Problem details:
Take from the material every line containing the string "boat" and copy it.

* * *

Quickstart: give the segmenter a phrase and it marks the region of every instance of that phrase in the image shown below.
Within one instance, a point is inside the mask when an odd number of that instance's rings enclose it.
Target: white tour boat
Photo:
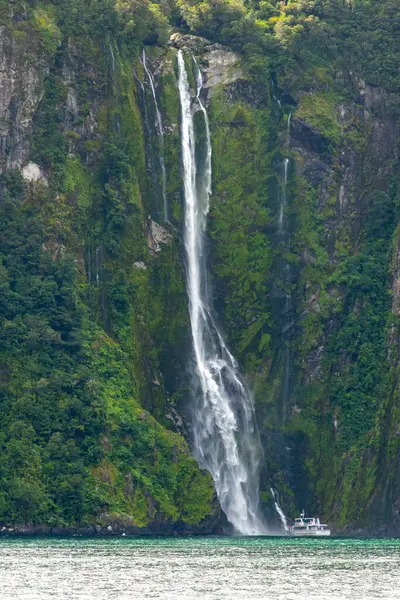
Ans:
[[[318,517],[305,517],[302,512],[300,517],[294,520],[294,525],[289,527],[289,533],[296,537],[314,537],[331,535],[331,530],[328,525],[320,523]]]

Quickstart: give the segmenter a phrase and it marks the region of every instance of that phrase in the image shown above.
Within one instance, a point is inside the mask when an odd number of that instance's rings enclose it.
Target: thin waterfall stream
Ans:
[[[163,128],[161,112],[160,112],[158,102],[157,102],[157,94],[156,94],[156,89],[154,86],[154,78],[153,78],[153,75],[152,75],[150,69],[147,66],[146,52],[144,50],[143,50],[143,54],[142,54],[142,64],[143,64],[143,68],[145,70],[145,73],[146,73],[149,83],[150,83],[151,94],[153,96],[154,108],[156,111],[156,130],[157,130],[158,138],[160,141],[159,161],[160,161],[160,168],[161,168],[161,190],[162,190],[163,206],[164,206],[164,221],[167,223],[168,222],[168,201],[167,201],[167,173],[165,170],[165,158],[164,158],[164,128]]]
[[[181,145],[185,194],[184,239],[187,291],[192,329],[193,450],[214,480],[222,510],[234,528],[245,535],[266,533],[259,513],[259,471],[262,452],[251,397],[236,361],[212,318],[207,294],[204,232],[211,194],[211,139],[207,110],[200,99],[203,87],[197,63],[194,102],[204,116],[207,152],[196,164],[192,93],[185,59],[178,51],[181,104]]]
[[[285,140],[285,148],[286,152],[289,152],[290,149],[290,127],[291,127],[291,119],[292,113],[289,113],[287,117],[287,125],[286,125],[286,140]],[[280,191],[280,204],[279,204],[279,212],[278,212],[278,236],[282,243],[282,251],[290,252],[290,229],[288,225],[288,218],[285,214],[287,212],[287,204],[288,204],[288,193],[287,193],[287,185],[288,185],[288,177],[289,177],[289,164],[290,159],[286,156],[281,163],[281,180],[282,186]],[[281,335],[282,335],[282,349],[281,349],[281,357],[283,364],[282,371],[282,386],[280,392],[280,402],[282,406],[282,412],[285,414],[287,409],[287,404],[290,396],[290,378],[291,371],[293,366],[293,357],[292,351],[290,348],[290,342],[292,339],[292,329],[294,325],[293,319],[293,302],[292,302],[292,293],[290,289],[291,280],[292,280],[292,268],[287,260],[281,261],[280,267],[280,278],[282,280],[282,291],[284,292],[284,300],[281,305],[280,313],[282,318],[282,327],[281,327]],[[285,531],[288,530],[287,518],[285,513],[283,512],[279,502],[276,499],[275,490],[270,488],[272,498],[274,501],[275,510],[279,516],[280,522],[283,525]]]
[[[288,522],[287,522],[287,517],[285,515],[285,513],[283,512],[283,510],[281,509],[279,502],[276,498],[276,493],[274,488],[270,488],[271,491],[271,495],[272,495],[272,499],[274,501],[274,506],[275,506],[275,510],[279,515],[279,518],[281,520],[282,526],[284,528],[285,531],[289,531],[289,526],[288,526]]]
[[[289,170],[289,159],[285,158],[283,161],[283,189],[282,189],[282,194],[281,194],[281,202],[280,202],[279,217],[278,217],[279,233],[281,235],[284,234],[283,217],[284,217],[285,207],[286,207],[286,188],[287,188],[288,170]]]

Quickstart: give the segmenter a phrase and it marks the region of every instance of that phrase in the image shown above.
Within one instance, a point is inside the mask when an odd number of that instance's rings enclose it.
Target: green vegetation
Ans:
[[[47,237],[19,177],[1,183],[0,520],[197,523],[208,475],[135,400],[127,355],[89,321],[74,258]]]
[[[176,31],[234,50],[242,71],[208,97],[210,280],[254,390],[264,483],[272,477],[291,510],[306,501],[340,527],[371,523],[371,511],[390,521],[400,489],[390,295],[399,19],[397,0],[0,0],[5,39],[43,91],[23,143],[46,176],[27,183],[12,168],[0,178],[0,523],[197,524],[211,514],[212,482],[179,414],[190,334],[167,46]],[[144,47],[165,134],[171,223],[159,251],[160,144]],[[13,94],[7,132],[32,100]],[[293,365],[285,403],[282,348]]]
[[[143,10],[159,22],[152,6]],[[0,182],[0,522],[9,525],[110,516],[194,525],[211,512],[210,477],[168,415],[180,395],[186,292],[176,245],[156,258],[146,244],[152,200],[128,58],[140,42],[124,8],[60,2],[32,12],[37,51],[54,61],[31,152],[48,187],[18,171]],[[120,19],[126,38],[111,63],[100,37],[121,31]]]
[[[272,177],[269,111],[239,101],[228,107],[221,89],[211,104],[215,189],[210,218],[212,271],[218,277],[225,326],[249,372],[269,354],[272,251],[265,230]]]
[[[296,117],[315,127],[333,146],[339,143],[341,134],[335,112],[337,101],[332,94],[303,94],[296,110]]]

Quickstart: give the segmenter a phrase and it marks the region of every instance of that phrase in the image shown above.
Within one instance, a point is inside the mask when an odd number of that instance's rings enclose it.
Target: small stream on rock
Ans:
[[[161,117],[161,112],[157,102],[157,94],[154,85],[154,77],[147,66],[146,52],[143,50],[142,53],[142,64],[149,80],[151,95],[154,101],[154,108],[156,113],[156,131],[160,143],[160,151],[158,153],[159,161],[160,161],[160,169],[161,169],[161,193],[163,197],[163,207],[164,207],[164,221],[168,222],[168,202],[167,202],[167,173],[165,170],[165,157],[164,157],[164,128]]]
[[[278,101],[277,98],[276,100]],[[291,394],[291,378],[294,365],[294,357],[291,349],[291,342],[293,339],[293,327],[295,324],[294,306],[291,292],[293,272],[290,262],[288,262],[287,258],[285,257],[285,255],[289,254],[291,251],[290,219],[288,215],[288,180],[290,167],[290,158],[288,157],[288,154],[290,150],[291,118],[292,115],[291,113],[289,113],[287,117],[286,140],[284,144],[284,152],[286,156],[283,158],[282,162],[279,164],[278,167],[278,174],[280,177],[281,185],[279,190],[279,205],[277,216],[277,240],[280,245],[281,251],[278,263],[279,281],[277,287],[279,289],[279,292],[277,294],[277,298],[279,299],[278,314],[281,335],[279,361],[281,365],[280,368],[282,370],[279,402],[282,410],[283,421],[285,420],[288,411],[288,403]],[[272,487],[270,488],[270,491],[274,502],[275,511],[279,517],[283,528],[287,531],[287,518],[277,500],[276,491]]]

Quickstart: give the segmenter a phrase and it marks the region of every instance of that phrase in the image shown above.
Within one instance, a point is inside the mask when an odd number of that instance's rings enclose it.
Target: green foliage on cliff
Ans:
[[[331,147],[339,143],[341,136],[335,111],[337,101],[338,98],[332,94],[303,94],[296,109],[296,117],[315,127],[329,140]]]
[[[214,192],[210,233],[213,273],[225,326],[249,371],[268,356],[271,314],[268,283],[272,251],[265,235],[271,177],[269,113],[243,100],[227,104],[224,91],[211,103]]]
[[[2,523],[111,515],[195,525],[211,512],[210,477],[168,414],[162,371],[178,391],[186,293],[173,242],[159,259],[146,243],[144,137],[127,58],[140,41],[127,39],[136,26],[123,8],[37,3],[33,16],[54,61],[31,154],[48,187],[18,172],[0,187]],[[119,19],[123,48],[110,42],[104,58],[98,36],[116,34]]]
[[[241,57],[239,81],[209,96],[210,265],[218,318],[253,383],[270,475],[291,506],[290,485],[340,526],[364,524],[382,486],[396,483],[398,200],[388,182],[397,166],[379,156],[371,115],[395,131],[399,111],[385,94],[364,111],[361,80],[400,89],[397,0],[0,0],[0,23],[16,43],[30,40],[27,62],[45,74],[29,141],[48,182],[27,184],[13,170],[0,181],[0,521],[111,513],[138,526],[195,524],[211,511],[210,478],[173,431],[190,347],[175,50],[166,45],[178,28]],[[161,242],[144,46],[162,63],[172,226]],[[10,101],[10,131],[21,102]],[[304,126],[294,149],[289,112]],[[276,306],[289,293],[288,324]],[[297,381],[285,403],[282,348]],[[287,443],[294,459],[283,457]]]
[[[367,146],[364,152],[369,151]],[[391,166],[387,168],[390,172]],[[342,219],[336,216],[338,261],[329,260],[327,253],[324,223],[332,219],[330,203],[318,209],[315,192],[301,182],[297,186],[295,250],[307,255],[298,285],[303,312],[297,355],[313,381],[295,391],[300,410],[290,428],[308,440],[303,460],[313,501],[340,527],[365,527],[384,519],[380,511],[386,509],[377,495],[384,477],[395,482],[393,467],[391,475],[386,471],[389,458],[384,448],[393,435],[388,410],[396,410],[398,357],[389,290],[397,184],[389,182],[386,189],[387,193],[373,190],[352,206],[360,211],[357,236],[349,213]],[[307,289],[306,299],[301,286]],[[318,373],[312,371],[313,362]],[[370,512],[373,498],[376,515]]]
[[[74,256],[29,190],[1,183],[1,522],[197,523],[208,475],[135,400],[128,356],[90,322]]]

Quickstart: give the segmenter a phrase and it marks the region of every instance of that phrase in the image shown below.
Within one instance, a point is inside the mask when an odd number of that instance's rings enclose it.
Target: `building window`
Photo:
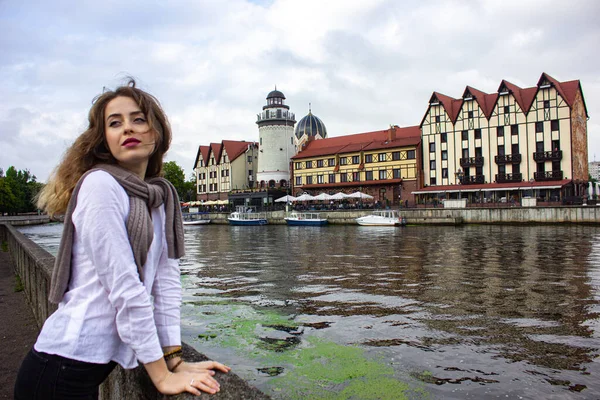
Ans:
[[[511,154],[512,154],[512,155],[515,155],[515,154],[521,154],[521,153],[519,152],[519,143],[513,143],[513,144],[512,144],[512,147],[511,147],[511,149],[510,149],[510,151],[511,151]]]
[[[429,161],[429,169],[432,171],[435,169],[435,160]]]
[[[340,182],[348,182],[348,175],[340,174]]]
[[[429,183],[431,185],[437,185],[437,182],[436,182],[435,178],[429,178]]]
[[[296,177],[296,185],[298,185],[298,186],[302,185],[302,177],[301,176]]]
[[[340,157],[340,165],[346,165],[348,163],[348,159],[346,157]]]
[[[462,131],[460,137],[462,140],[469,140],[469,131]]]
[[[365,154],[365,163],[373,162],[373,154]]]
[[[252,156],[248,156],[248,162],[252,162]]]
[[[448,159],[448,150],[442,150],[442,160]]]
[[[360,182],[360,172],[352,173],[352,182]]]
[[[317,183],[325,183],[325,177],[323,175],[317,175]]]
[[[504,136],[504,127],[499,126],[496,128],[496,136],[503,137]]]
[[[335,183],[335,174],[329,174],[329,183]]]
[[[558,120],[557,119],[553,119],[552,121],[550,121],[550,130],[551,131],[558,130]]]
[[[498,145],[498,155],[499,156],[503,156],[504,155],[504,145],[503,144],[499,144]]]
[[[335,158],[330,158],[329,161],[327,162],[327,164],[330,167],[335,167]]]
[[[446,132],[440,133],[442,137],[442,143],[446,143],[448,141],[448,134]]]
[[[309,175],[309,176],[306,177],[306,184],[307,185],[312,185],[312,176]]]
[[[400,160],[400,152],[399,151],[392,151],[392,160],[394,160],[394,161]]]
[[[385,153],[379,153],[379,161],[385,161]]]
[[[365,180],[372,181],[373,180],[373,171],[365,171]]]
[[[510,106],[504,106],[504,114],[510,113]]]
[[[469,158],[469,149],[462,149],[462,158]]]
[[[481,147],[475,147],[475,157],[483,157],[483,151]]]
[[[260,145],[262,146],[262,138],[260,138]]]
[[[387,179],[387,172],[385,169],[379,170],[379,180],[383,181],[385,179]]]
[[[302,163],[301,162],[297,162],[296,163],[296,169],[302,169]]]
[[[535,133],[540,133],[540,132],[544,132],[544,123],[536,122],[535,123]]]
[[[498,174],[500,174],[500,175],[506,174],[506,165],[504,165],[504,164],[498,165]]]
[[[360,163],[360,157],[352,156],[352,164],[359,164],[359,163]]]
[[[467,113],[467,115],[468,115],[468,117],[469,117],[469,118],[473,118],[473,111],[469,111],[469,112]]]
[[[519,134],[519,125],[511,125],[510,126],[510,134],[518,135]]]
[[[306,168],[312,168],[312,161],[306,162]]]
[[[435,152],[435,143],[429,143],[429,152],[430,153]]]
[[[550,100],[544,100],[544,108],[550,108]]]
[[[475,139],[481,139],[481,129],[475,129]]]
[[[251,169],[248,170],[248,176],[252,176],[254,175],[254,171],[252,171]]]
[[[414,150],[408,150],[406,152],[406,159],[407,160],[414,160],[416,157],[416,152]]]
[[[394,179],[402,179],[402,174],[400,173],[400,168],[394,168],[392,170],[394,174]]]
[[[448,168],[442,168],[442,179],[448,179]]]
[[[323,160],[317,160],[317,168],[323,167]]]
[[[435,116],[435,122],[440,122],[440,116],[439,115]]]
[[[535,151],[538,153],[544,152],[544,142],[535,142]]]

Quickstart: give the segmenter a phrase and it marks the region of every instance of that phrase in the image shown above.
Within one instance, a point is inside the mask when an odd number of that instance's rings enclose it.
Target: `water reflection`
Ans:
[[[220,304],[283,316],[248,330],[261,350],[283,354],[311,337],[358,345],[434,398],[600,398],[600,228],[208,225],[185,233],[184,333],[267,392],[294,367],[244,358],[226,343],[211,348],[214,334],[199,332],[248,318]]]

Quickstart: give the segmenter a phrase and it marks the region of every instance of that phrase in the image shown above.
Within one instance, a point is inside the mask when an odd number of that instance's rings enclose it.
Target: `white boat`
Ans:
[[[285,217],[285,222],[288,225],[296,226],[322,226],[327,225],[327,218],[322,217],[319,213],[312,212],[292,212]]]
[[[206,225],[210,223],[206,213],[183,213],[184,225]]]
[[[231,225],[266,225],[265,213],[256,212],[256,207],[237,206],[235,212],[229,214],[227,220]]]
[[[371,215],[356,218],[356,223],[363,226],[403,226],[406,218],[398,210],[375,210]]]

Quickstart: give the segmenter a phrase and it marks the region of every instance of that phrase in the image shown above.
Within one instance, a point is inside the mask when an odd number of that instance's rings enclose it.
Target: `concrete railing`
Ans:
[[[0,224],[0,242],[6,243],[8,246],[15,273],[19,275],[23,283],[27,301],[31,306],[38,326],[41,328],[46,318],[56,310],[56,305],[48,301],[54,256],[11,225]],[[186,361],[208,360],[205,355],[198,353],[186,343],[183,343],[183,358]],[[177,396],[164,396],[156,390],[143,367],[140,366],[132,370],[117,367],[100,387],[100,399],[254,400],[270,398],[232,372],[228,374],[217,372],[215,377],[221,384],[221,391],[215,395],[202,394],[200,397],[196,397],[184,393]]]
[[[458,224],[600,224],[600,206],[488,207],[488,208],[401,208],[409,225]],[[355,219],[373,210],[319,211],[330,224],[356,224]],[[211,213],[211,223],[227,224],[228,213]],[[285,211],[267,212],[269,224],[285,224]]]

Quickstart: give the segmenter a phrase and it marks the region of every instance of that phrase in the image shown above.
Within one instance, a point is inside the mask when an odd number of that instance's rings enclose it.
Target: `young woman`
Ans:
[[[116,364],[142,363],[164,394],[216,393],[214,361],[181,359],[183,226],[160,177],[171,130],[132,80],[94,101],[88,129],[38,199],[65,226],[44,323],[17,376],[15,399],[97,399]]]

* * *

Reply:
Target: white tour boat
Target: `white boat`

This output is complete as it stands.